Revise the items from the line containing "Player-tracking tagging: indicate the newel" through the end of the items, changing "marker" to "dot" and leaving everything else as it is. Return only those lines.
--------------------
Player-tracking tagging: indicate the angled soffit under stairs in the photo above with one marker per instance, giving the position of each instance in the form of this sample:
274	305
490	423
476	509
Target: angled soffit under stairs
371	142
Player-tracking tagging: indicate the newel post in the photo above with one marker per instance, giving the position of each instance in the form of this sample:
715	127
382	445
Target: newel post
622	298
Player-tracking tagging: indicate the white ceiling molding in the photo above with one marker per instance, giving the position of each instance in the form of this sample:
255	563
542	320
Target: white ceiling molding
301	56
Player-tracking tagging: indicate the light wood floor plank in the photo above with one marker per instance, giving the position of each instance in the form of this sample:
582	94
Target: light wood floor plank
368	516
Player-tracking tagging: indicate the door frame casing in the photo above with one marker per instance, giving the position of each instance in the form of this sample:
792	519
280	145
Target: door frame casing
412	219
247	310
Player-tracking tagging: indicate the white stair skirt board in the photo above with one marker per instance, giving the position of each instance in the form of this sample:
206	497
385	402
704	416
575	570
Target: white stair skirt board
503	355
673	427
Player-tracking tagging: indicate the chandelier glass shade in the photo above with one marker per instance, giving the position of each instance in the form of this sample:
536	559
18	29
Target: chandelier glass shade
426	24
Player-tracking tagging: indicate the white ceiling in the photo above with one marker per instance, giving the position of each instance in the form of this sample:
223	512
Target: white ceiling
--------------------
→ The output:
Player-tracking tagging: indicate the newel post in the photo above with one dot per instance, giving the position of each instance in the form of this sample:
715	127
382	445
Target: newel post
622	298
Player-tracking tagging: indicate the white ceiling molding in the photo above with one dot per instance, giving the position of each instance in the form of this sample:
255	563
542	320
Target: white ceiling molding
301	56
Player-tracking tagging: indicate the light wood floor plank in the photo above with one dot per instance, giving the position of each instance in the form of this sample:
582	94
Target: light wood floor plank
368	516
Player-tracking tagging: indicate the door frame casing in the photo above with one dot per instance, giving the position of each instance in the form of this sample:
792	519
280	145
Target: door frame casing
412	219
247	310
Player-tracking tagging: indicate the white stair skirt board in the photo above with one dot per instance, giving the position of each instance in the form of this sample:
206	497
385	402
704	416
575	570
Target: white stair skirt board
503	355
673	427
Player-tracking tagging: indicate the chandelier glass shade in the photo above with one dot per instance, giving the position of each instance in the form of this sample:
536	559
18	29
Target: chandelier glass shade
426	24
Player-tracking tagging: indicate the white ceiling in the photo above with one dot per instance, giving the position of each instance in the form of this sample:
223	512
Target: white ceiling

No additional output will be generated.